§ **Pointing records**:
START
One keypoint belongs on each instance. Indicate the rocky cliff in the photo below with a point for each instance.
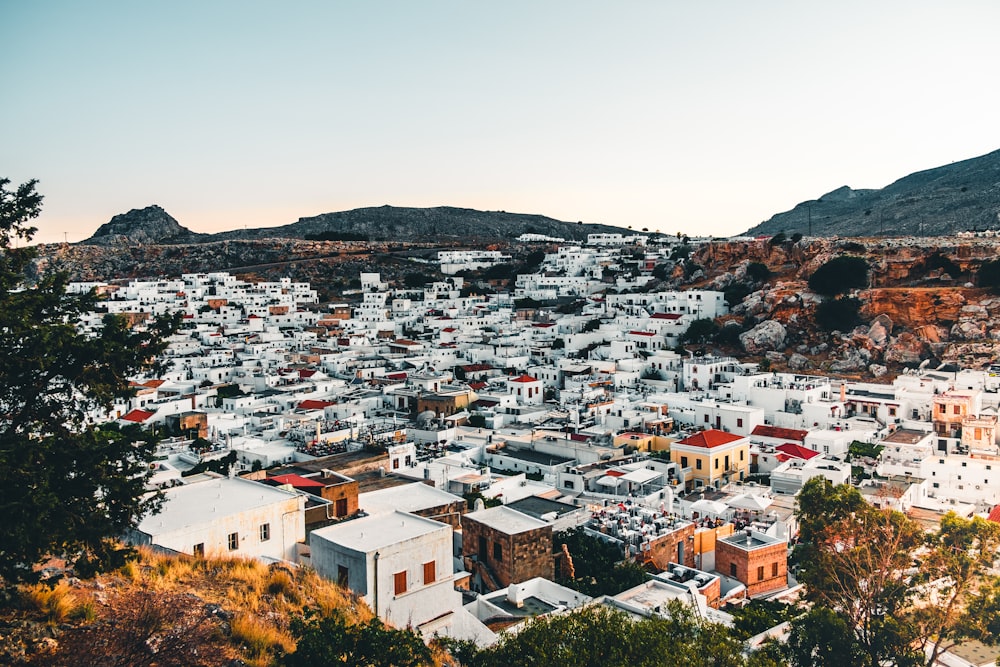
(384, 223)
(921, 304)
(937, 202)
(141, 225)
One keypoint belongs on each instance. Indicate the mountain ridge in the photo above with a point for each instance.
(944, 200)
(154, 225)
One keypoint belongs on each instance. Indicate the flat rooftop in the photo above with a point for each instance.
(506, 520)
(378, 532)
(206, 500)
(538, 507)
(531, 456)
(410, 497)
(905, 436)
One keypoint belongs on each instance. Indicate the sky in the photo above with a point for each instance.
(704, 117)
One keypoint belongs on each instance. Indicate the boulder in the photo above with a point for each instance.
(768, 335)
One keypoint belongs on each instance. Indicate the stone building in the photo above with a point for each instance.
(758, 561)
(502, 546)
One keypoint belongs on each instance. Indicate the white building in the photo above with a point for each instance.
(227, 516)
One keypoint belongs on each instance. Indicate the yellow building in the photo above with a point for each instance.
(711, 458)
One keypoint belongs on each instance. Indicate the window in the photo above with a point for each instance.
(399, 582)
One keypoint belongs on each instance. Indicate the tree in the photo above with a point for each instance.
(330, 640)
(962, 556)
(600, 635)
(856, 560)
(821, 638)
(66, 485)
(839, 275)
(598, 566)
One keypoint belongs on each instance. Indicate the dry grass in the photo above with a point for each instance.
(260, 639)
(54, 603)
(259, 600)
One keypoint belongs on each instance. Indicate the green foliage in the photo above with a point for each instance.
(700, 331)
(330, 640)
(821, 638)
(988, 276)
(841, 314)
(840, 275)
(600, 635)
(65, 485)
(599, 568)
(760, 615)
(864, 449)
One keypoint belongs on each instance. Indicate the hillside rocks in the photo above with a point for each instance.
(768, 335)
(140, 225)
(937, 202)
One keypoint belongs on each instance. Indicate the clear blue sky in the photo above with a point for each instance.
(704, 116)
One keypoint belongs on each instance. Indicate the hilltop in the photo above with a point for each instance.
(154, 225)
(941, 201)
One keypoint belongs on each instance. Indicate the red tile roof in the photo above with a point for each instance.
(710, 438)
(778, 432)
(138, 416)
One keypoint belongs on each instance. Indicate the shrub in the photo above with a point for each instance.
(839, 275)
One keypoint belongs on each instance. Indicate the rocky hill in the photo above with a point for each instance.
(141, 225)
(921, 304)
(154, 225)
(961, 196)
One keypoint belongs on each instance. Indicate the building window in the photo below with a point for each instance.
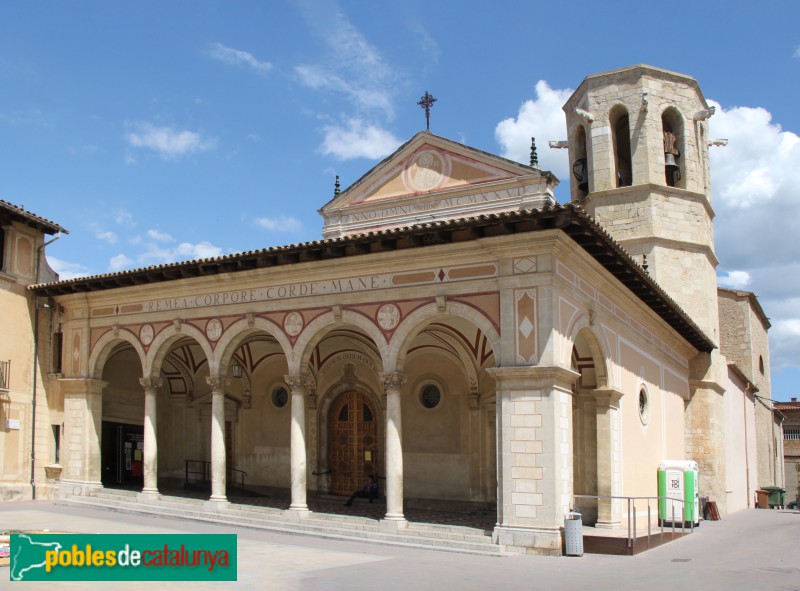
(5, 375)
(621, 134)
(644, 406)
(280, 396)
(57, 443)
(430, 396)
(792, 434)
(58, 347)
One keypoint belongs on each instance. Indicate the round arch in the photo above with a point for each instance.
(584, 330)
(322, 325)
(420, 318)
(235, 334)
(106, 344)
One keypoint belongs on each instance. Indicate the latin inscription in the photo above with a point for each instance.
(294, 290)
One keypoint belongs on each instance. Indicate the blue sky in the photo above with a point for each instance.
(162, 131)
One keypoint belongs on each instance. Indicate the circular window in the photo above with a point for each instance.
(644, 406)
(280, 397)
(430, 396)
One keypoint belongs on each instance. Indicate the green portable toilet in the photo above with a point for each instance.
(678, 491)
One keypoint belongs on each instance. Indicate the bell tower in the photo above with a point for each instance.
(638, 150)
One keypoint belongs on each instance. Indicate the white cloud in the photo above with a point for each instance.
(354, 67)
(119, 262)
(160, 236)
(67, 270)
(358, 140)
(237, 57)
(106, 236)
(542, 118)
(157, 254)
(734, 279)
(280, 224)
(168, 142)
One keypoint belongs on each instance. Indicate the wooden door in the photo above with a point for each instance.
(353, 442)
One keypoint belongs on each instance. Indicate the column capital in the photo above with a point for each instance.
(606, 397)
(392, 380)
(534, 377)
(297, 382)
(217, 383)
(80, 386)
(151, 383)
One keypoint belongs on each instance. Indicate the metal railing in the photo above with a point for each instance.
(666, 502)
(199, 472)
(5, 375)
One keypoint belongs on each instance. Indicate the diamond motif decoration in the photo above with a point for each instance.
(525, 265)
(526, 327)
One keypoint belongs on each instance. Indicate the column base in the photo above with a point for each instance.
(148, 496)
(608, 525)
(392, 523)
(216, 504)
(529, 540)
(297, 513)
(78, 488)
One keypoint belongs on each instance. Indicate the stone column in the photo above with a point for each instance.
(151, 386)
(219, 466)
(534, 449)
(83, 415)
(298, 384)
(393, 385)
(607, 404)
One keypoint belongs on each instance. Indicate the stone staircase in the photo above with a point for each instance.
(449, 538)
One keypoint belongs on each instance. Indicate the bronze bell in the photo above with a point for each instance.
(670, 163)
(581, 172)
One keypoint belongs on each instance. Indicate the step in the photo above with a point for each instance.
(345, 528)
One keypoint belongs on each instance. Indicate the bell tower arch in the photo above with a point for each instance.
(645, 177)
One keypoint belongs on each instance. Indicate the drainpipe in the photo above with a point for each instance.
(39, 252)
(746, 457)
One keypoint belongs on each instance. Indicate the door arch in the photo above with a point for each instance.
(353, 442)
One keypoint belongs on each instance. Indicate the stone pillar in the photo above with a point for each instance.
(219, 466)
(607, 405)
(534, 448)
(151, 386)
(393, 385)
(298, 384)
(83, 415)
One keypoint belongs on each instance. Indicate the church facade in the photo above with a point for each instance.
(456, 332)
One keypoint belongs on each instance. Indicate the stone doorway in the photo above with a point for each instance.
(353, 443)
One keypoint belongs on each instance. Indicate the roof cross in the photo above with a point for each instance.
(426, 102)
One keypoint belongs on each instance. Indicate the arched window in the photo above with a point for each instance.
(621, 143)
(580, 166)
(672, 129)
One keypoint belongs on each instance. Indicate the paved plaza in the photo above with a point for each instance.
(747, 550)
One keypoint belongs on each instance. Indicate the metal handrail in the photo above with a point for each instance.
(205, 473)
(631, 501)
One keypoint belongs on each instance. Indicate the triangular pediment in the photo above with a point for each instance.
(431, 175)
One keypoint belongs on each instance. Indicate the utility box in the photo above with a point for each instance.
(573, 534)
(678, 492)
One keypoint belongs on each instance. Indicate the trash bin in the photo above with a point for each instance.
(573, 534)
(776, 494)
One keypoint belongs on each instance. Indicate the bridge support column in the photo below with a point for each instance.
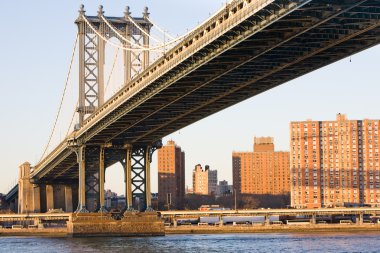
(49, 197)
(68, 199)
(138, 160)
(102, 208)
(313, 219)
(148, 194)
(221, 221)
(359, 219)
(128, 180)
(267, 220)
(36, 199)
(25, 189)
(82, 181)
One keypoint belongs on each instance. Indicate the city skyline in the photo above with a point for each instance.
(25, 128)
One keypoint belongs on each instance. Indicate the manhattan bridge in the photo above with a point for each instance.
(246, 48)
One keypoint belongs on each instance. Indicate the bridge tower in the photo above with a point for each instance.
(133, 34)
(93, 31)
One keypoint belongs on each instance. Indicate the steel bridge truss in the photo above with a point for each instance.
(92, 54)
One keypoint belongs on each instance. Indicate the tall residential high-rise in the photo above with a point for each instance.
(335, 163)
(204, 181)
(171, 175)
(263, 171)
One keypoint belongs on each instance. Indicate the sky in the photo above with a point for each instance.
(35, 52)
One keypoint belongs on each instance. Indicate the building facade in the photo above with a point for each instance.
(224, 189)
(171, 175)
(335, 163)
(205, 181)
(263, 171)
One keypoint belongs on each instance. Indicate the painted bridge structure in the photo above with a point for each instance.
(247, 48)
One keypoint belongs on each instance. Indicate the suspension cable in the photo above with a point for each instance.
(160, 29)
(108, 82)
(117, 33)
(62, 98)
(72, 119)
(114, 44)
(143, 31)
(174, 40)
(113, 67)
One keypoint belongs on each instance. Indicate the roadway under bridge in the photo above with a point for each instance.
(247, 48)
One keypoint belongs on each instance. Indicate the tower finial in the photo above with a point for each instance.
(127, 12)
(81, 9)
(146, 13)
(100, 10)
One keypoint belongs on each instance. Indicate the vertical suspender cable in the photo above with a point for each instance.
(62, 98)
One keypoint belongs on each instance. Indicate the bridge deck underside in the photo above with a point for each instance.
(214, 78)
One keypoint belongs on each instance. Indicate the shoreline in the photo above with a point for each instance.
(182, 230)
(273, 229)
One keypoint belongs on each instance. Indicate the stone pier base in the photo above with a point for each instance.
(133, 224)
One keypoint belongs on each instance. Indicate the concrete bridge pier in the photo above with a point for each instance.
(359, 219)
(49, 197)
(80, 152)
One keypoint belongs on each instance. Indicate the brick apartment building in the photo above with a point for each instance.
(335, 163)
(171, 174)
(263, 171)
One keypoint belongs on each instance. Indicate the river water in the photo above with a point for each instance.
(326, 242)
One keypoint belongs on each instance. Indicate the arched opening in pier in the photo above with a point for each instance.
(114, 187)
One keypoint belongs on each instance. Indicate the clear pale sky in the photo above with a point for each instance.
(36, 47)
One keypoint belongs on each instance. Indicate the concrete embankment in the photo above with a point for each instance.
(48, 232)
(272, 229)
(320, 228)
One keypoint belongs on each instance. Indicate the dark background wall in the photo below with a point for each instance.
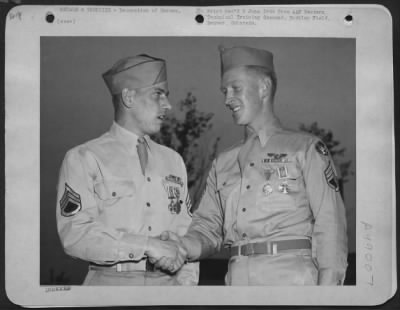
(316, 82)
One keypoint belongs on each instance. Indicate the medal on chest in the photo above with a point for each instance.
(172, 186)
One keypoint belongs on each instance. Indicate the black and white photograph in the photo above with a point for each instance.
(220, 157)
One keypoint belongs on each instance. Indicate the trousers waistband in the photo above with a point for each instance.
(270, 247)
(143, 265)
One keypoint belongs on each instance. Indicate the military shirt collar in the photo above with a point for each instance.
(268, 130)
(126, 137)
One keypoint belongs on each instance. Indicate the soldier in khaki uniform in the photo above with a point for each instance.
(119, 192)
(273, 199)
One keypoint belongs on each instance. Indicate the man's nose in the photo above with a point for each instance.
(228, 97)
(165, 104)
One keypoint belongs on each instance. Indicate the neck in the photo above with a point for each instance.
(123, 121)
(265, 120)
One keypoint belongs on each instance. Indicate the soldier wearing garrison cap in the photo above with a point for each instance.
(272, 199)
(119, 192)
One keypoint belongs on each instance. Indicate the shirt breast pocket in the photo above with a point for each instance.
(226, 186)
(110, 192)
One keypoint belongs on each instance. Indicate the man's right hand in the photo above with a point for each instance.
(166, 253)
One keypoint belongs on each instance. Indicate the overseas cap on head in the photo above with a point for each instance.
(245, 56)
(135, 72)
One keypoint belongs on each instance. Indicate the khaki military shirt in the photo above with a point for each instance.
(277, 185)
(106, 207)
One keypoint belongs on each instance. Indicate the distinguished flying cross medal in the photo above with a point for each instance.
(331, 177)
(284, 188)
(173, 193)
(276, 158)
(267, 189)
(70, 202)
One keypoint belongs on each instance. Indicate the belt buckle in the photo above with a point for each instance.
(250, 249)
(119, 267)
(239, 250)
(272, 248)
(150, 266)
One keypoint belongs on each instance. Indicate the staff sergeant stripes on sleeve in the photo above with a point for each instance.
(70, 202)
(188, 203)
(331, 177)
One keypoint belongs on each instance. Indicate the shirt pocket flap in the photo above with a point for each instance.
(227, 182)
(115, 189)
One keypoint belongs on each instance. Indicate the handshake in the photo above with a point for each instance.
(167, 253)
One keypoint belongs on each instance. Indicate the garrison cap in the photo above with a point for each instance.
(135, 72)
(245, 56)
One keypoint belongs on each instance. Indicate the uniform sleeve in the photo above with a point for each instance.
(207, 223)
(80, 232)
(329, 237)
(188, 274)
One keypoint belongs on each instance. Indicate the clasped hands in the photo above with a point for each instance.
(168, 252)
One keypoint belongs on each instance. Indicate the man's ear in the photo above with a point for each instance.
(128, 97)
(265, 84)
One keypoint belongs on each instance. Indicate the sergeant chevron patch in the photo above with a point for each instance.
(70, 202)
(331, 177)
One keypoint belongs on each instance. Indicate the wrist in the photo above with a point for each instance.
(192, 247)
END
§ **GOAL OF THE EXERCISE**: Write out the records verbatim, beginning at the line that contains "One keypoint belongs on each instance. Indicate the sergeant" and continuing through the end of the records.

§ **THE RESULT**:
One keypoint belongs on each instance. Indicate the sergeant chevron patch in the photo above with a point for each instance.
(70, 202)
(331, 177)
One keypoint belongs on each instance. Indicate the wrist in the photo above with a point for each instance.
(192, 247)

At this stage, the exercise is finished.